Document segment:
Hi Suki, I love that you write the reviews I always think about but don’t get round to! (And you do it so well.) I read The Explosive Child recently too and loved it. I know what you mean about the watertight argumentation – I hope that will “sell” this approach to people who might not otherwise be “plan B” type parents.
I’ve always thought of myself as a non-authoritarian, empathic parent so I was surprised to realise how often I do Plan A – I guess it’s the way I was brought up and how most of society thinks parenting should work. I’ve been trying Plan B with both my kids. After a day my (non-explosive) 9 yr old asked politely “why do you keep saying ‘that sounds really frustrating'” 😀 So I explained the approach to her (and how I was a clunky beginner at implementing it!) and she got it. It’s also worked very well with my SPD 8 yr old son.
What I would REALLY like is a follow-up that gives strategies my son can use when I’m not around, as that’s where most of his explosions happen. We homeschool, so school isn’t an issue, but he’s been asked to leave many clubs (gymnastics, Cubs, swimming) because of his outbursts, which is so sad because he made good friends there and the activities are great for his sensory processing. I’m sure the book I want is out there somewhere!

Entries shown:
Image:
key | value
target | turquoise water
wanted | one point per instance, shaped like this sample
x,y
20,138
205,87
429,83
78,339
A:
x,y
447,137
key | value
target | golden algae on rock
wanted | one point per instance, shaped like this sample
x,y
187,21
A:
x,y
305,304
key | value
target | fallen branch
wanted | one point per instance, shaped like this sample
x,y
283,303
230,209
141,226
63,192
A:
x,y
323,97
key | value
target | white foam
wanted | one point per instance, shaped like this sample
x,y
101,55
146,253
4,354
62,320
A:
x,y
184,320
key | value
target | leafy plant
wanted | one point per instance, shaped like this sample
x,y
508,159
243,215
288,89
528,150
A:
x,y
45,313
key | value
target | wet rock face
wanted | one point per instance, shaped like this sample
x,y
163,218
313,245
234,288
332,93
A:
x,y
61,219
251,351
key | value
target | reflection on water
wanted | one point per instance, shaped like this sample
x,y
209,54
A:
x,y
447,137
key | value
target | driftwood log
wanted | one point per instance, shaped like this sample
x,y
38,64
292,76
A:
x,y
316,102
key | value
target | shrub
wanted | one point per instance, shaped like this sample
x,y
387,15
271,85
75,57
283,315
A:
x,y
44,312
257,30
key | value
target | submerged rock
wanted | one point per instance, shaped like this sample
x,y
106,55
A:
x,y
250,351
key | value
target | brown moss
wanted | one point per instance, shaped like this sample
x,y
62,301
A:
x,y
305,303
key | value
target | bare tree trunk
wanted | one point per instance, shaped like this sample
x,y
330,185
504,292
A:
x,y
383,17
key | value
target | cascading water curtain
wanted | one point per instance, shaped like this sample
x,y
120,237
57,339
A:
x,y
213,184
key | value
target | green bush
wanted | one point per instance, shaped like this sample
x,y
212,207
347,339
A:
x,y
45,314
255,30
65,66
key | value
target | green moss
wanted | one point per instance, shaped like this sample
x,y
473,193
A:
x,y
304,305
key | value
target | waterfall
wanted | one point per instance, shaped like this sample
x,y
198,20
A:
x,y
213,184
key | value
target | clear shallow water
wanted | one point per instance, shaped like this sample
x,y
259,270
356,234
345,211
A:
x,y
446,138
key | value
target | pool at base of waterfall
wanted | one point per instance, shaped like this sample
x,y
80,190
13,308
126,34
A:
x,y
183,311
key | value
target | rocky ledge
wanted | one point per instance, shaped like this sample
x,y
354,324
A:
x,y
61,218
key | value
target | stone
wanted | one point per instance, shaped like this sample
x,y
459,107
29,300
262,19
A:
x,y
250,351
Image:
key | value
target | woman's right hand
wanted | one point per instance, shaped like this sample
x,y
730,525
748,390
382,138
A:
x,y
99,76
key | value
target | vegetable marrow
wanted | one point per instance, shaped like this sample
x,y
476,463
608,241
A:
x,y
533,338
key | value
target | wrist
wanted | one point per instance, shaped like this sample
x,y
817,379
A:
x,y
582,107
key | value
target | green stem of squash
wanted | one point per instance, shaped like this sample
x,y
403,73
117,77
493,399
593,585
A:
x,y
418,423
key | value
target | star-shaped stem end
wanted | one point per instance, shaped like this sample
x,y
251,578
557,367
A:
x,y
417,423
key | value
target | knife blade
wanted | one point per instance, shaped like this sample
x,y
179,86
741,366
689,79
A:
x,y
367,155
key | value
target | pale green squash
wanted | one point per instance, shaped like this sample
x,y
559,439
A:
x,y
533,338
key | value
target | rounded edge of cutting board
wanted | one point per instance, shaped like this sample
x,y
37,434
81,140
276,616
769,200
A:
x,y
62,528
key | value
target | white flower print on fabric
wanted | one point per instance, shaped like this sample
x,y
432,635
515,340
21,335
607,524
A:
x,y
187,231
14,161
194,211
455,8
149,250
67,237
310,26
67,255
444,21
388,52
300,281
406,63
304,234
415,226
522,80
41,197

Work instruction 1:
Using the comment about The Explosive Child, decide whether each statement agrees with it and back each yes or no with the deciding words quoted from the comment: (a) The writer's son is 8 years old. (b) The writer's children go to school. (c) The writer's son has been asked to leave a swimming club.
Work instruction 2:
Write down, word for word, the part of the comment about The Explosive Child starting with "What I would" and going on through "out there somewhere!".

Answer area 1:
(a) Yes: "my SPD 8 yr old son"
(b) No: "We homeschool, so school isn’t an issue"
(c) Yes: "he’s been asked to leave many clubs (gymnastics, Cubs, swimming)"

Answer area 2:
What I would REALLY like is a follow-up that gives strategies my son can use when I’m not around, as that’s where most of his explosions happen. We homeschool, so school isn’t an issue, but he’s been asked to leave many clubs (gymnastics, Cubs, swimming) because of his outbursts, which is so sad because he made good friends there and the activities are great for his sensory processing. I’m sure the book I want is out there somewhere!